Set problem
Take the line that contains "If you could place a marker on the white van" as the first line and the final line of the records as the last; return exactly those lines and the lines between.

Items
▬▬▬▬▬▬▬▬▬▬

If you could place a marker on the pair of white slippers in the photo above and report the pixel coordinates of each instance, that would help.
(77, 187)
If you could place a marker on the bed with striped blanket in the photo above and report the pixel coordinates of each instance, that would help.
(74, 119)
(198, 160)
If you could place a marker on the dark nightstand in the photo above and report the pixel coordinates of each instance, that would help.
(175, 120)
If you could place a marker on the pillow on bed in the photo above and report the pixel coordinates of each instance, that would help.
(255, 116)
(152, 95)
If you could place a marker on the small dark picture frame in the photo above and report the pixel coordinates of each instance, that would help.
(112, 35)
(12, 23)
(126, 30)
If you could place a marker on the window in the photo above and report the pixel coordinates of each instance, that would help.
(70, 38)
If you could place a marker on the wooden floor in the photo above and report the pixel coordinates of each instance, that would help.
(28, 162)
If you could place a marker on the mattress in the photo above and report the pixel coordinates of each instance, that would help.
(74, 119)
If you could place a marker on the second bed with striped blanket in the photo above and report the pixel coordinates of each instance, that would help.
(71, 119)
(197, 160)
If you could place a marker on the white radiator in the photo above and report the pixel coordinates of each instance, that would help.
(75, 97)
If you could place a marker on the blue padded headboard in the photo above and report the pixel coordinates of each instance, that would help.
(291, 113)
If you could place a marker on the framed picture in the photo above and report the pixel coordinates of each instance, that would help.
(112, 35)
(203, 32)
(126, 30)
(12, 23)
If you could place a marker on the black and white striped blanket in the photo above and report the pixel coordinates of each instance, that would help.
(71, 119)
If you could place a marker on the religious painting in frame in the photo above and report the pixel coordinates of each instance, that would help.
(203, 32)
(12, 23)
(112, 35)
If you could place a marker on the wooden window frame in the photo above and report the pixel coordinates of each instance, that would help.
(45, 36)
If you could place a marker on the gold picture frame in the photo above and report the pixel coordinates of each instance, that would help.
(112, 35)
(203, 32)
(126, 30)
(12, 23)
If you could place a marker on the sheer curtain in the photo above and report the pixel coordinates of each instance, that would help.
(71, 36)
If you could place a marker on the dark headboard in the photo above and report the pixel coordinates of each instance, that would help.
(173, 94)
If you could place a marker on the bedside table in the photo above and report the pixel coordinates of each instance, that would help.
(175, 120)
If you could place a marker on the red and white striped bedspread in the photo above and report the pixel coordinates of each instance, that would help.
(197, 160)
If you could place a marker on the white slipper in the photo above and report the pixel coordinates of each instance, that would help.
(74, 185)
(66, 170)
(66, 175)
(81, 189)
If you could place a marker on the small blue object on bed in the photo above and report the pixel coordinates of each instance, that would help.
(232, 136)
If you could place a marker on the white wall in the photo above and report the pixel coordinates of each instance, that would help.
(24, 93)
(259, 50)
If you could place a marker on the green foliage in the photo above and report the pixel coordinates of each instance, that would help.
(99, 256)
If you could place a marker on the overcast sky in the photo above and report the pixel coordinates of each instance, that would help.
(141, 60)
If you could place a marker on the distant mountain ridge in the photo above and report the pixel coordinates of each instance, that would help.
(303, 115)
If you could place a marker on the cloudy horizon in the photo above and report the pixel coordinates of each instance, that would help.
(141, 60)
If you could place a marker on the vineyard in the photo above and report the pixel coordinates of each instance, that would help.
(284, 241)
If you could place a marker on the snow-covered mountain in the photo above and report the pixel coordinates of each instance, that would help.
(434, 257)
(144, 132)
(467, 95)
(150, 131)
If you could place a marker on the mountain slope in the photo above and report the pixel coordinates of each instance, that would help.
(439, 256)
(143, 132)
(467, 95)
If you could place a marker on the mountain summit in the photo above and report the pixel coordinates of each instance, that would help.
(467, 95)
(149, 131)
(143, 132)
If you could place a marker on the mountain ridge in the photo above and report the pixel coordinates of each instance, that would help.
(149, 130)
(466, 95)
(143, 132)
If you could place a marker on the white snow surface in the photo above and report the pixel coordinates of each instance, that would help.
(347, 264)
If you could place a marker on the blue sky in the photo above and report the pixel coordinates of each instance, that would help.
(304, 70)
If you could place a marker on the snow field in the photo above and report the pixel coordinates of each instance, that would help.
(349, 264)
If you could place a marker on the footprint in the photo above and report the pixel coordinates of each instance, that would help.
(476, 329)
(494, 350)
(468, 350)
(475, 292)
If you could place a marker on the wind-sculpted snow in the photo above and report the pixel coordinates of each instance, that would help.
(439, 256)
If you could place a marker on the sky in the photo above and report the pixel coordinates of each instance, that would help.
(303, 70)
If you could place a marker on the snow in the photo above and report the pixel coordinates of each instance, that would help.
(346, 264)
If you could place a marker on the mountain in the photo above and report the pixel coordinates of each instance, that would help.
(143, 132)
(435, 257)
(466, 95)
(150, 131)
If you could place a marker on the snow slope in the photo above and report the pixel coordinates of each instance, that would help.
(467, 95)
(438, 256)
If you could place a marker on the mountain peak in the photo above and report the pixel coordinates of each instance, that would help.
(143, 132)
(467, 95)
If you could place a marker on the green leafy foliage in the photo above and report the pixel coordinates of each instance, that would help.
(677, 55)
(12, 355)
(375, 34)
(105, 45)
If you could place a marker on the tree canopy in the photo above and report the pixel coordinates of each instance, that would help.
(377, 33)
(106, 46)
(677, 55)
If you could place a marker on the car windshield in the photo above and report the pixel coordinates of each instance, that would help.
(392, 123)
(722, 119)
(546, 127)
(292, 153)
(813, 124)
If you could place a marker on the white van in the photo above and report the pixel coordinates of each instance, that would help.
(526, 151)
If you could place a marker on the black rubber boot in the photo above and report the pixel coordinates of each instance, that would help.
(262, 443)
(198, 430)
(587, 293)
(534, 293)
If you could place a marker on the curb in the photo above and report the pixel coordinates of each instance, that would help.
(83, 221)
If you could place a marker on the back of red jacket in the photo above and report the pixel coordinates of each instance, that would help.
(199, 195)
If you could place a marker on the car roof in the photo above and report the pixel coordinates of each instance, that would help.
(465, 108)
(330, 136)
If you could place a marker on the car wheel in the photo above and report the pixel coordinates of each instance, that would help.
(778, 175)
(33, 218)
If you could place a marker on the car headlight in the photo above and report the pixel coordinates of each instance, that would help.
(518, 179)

▬▬▬▬▬▬▬▬▬▬

Correct output
If you could place a marker on the white van in the photo above and report the pixel coordinates of each instance, that would help.
(526, 151)
If you could place a marker on the black rubber boot in the photo above and report the pixel coordinates of each instance, that would help.
(262, 443)
(198, 430)
(587, 293)
(534, 293)
If you could place a marker on the curb in the photo above and report the pixel coordinates of each instance, that would help.
(83, 221)
If you could place a marker on the back of red jacket in the photo above and report the pixel coordinates of each instance, that would help.
(199, 195)
If you could place a marker on the car roof in the photo above and report the pixel coordinates of each instance, that would help.
(465, 108)
(330, 136)
If you could place a marker on the car wheel in the photo above and report the pixel coordinates of each instance, that would help.
(778, 175)
(33, 218)
If you could place a marker on the car headlight in the photo above and report the pixel coordinates of each instance, that would help.
(518, 179)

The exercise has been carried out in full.